[To do]: Arrange the lines in the items below as a numbered list, from the line that contains "the photo below." through the line that contains "point(20, 262)", both included. Leave out any blank lines.

[Excerpts from a point labeling dataset]
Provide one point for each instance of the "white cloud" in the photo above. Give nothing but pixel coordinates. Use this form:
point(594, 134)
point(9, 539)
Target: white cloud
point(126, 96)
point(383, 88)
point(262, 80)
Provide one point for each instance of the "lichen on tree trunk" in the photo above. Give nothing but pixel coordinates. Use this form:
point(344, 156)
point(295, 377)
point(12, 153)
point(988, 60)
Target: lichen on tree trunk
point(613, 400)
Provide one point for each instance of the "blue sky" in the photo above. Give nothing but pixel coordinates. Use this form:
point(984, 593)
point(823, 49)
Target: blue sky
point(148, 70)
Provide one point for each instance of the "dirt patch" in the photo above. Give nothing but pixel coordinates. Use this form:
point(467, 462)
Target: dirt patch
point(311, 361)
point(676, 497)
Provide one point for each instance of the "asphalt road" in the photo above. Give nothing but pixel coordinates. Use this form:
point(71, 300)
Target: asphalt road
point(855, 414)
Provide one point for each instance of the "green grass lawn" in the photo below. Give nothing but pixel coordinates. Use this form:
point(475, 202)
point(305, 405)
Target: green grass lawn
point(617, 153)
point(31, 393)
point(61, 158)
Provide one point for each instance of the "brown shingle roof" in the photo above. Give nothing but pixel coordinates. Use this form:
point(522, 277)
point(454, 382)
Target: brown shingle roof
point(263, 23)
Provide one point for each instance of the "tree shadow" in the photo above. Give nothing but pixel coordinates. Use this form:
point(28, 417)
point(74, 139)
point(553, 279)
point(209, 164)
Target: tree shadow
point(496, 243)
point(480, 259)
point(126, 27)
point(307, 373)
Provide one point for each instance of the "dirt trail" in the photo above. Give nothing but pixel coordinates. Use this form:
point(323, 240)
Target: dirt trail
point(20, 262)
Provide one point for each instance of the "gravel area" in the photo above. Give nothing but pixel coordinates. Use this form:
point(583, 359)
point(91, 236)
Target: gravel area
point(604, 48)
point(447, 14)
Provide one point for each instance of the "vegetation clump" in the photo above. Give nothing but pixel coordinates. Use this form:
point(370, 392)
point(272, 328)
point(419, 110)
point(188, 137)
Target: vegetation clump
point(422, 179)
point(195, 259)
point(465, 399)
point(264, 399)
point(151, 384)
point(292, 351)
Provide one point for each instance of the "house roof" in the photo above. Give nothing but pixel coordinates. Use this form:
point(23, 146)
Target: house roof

[Complete response]:
1. Provide one point for each instance of the "green grass lawn" in the photo below. Give nothing but pixel coordinates. Use this form:
2. point(475, 202)
3. point(305, 405)
4. Target: green grass lawn
5. point(617, 153)
6. point(31, 393)
7. point(61, 158)
8. Provide one point for each instance of the "brown shingle roof" in the photo above. Give nothing but pixel coordinates. Use this form:
9. point(522, 277)
10. point(454, 382)
11. Target: brown shingle roof
12. point(263, 23)
13. Provide one point for each instance of the "tree shadow" in the photo above. Give nothing but pixel coordinates. Use this form:
14. point(28, 417)
15. point(74, 139)
16. point(553, 279)
17. point(209, 164)
18. Target: tree shadow
19. point(496, 243)
20. point(480, 259)
21. point(126, 27)
22. point(307, 373)
23. Provide one point for each instance of the "dirt trail" in the photo above. Give nothing but pixel coordinates. Use this form:
24. point(323, 240)
25. Target: dirt trail
26. point(20, 262)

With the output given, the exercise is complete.